● **TEXT SECTION**:
------------------------------------------------

Companies need to be willing to spread the money around: Some of these tools, such as customer immersion labs and big data, will require significant investment. But the transformative benefits that insight tools can bring to your innovation process can far outweigh their costs. In our Global Innovation 1000 studies over the years, we’ve consistently found that a major innovation success factor is listening to what your customers have to say. And in fact, our 2007 survey revealed that companies that engaged directly with their customers had twice the return on assets and triple the growth in operating income of other responding companies. If customer insight is the next frontier of innovation, these digital tools will be game changers. They won’t replace productivity tools—efficiency at the development stage is crucial to sustained competitive advantage. But they will make a powerful addition to your digital tool kit.

------------------------------------------------

[Recorded data]
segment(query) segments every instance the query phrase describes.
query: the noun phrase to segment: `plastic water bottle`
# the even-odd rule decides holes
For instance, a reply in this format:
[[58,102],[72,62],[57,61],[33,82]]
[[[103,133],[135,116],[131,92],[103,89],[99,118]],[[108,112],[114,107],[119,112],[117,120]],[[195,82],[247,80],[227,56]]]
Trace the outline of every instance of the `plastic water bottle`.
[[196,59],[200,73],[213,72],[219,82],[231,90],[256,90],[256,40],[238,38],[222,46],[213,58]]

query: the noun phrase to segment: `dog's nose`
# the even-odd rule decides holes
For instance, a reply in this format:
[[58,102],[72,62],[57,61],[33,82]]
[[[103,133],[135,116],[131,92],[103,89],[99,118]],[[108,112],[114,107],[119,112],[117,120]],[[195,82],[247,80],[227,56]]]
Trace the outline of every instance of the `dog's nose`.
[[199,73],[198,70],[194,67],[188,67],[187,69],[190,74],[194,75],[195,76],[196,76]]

------------------------------------------------

● **PROBLEM TO WORK ON**: Continue the passage on digital customer insight tools for innovation, picking up right after its final sentence.

● **EXERCISE RESULT**:
Remember that even if you aren’t experimenting with these tools, chances are your competitors are, or they will be soon—and they will be the ones reaping the benefits. As Bill Blau of Salesforce.com told us, “The pace of business today does not allow for years to go by. If you’re not innovating now, you’re going to die quickly.” A better understanding of what customers and markets need will undoubtedly lead to the launch of more successful products. And yours could be the company developing them.
Profiling the Global Innovation 1000
After two years of close to 10 percent growth following the worldwide economic downturn, R&D spending among the Global Innovation 1000 increased by just 5.8 percent this year. This is in line with the average annual growth rate since 2002 of 5.5 percent, marking a return to business as usual. Still, two-thirds of the companies in our 2013 study increased their R&D spending, contributing to a total amount spent of US$638 billion—a $35 billion increase over 2012. (Data for the 2013 reporting period was gathered between July 2012 and June 2013. For more details, see “Methodology”.) Because the group’s total revenues increased by a mere 0.9 percent, to $17.7 trillion, R&D intensity—innovation spending as a percentage of revenues—rose two-tenths of a percent, reaching the highest R&D intensity level since 2010 (see Exhibit A).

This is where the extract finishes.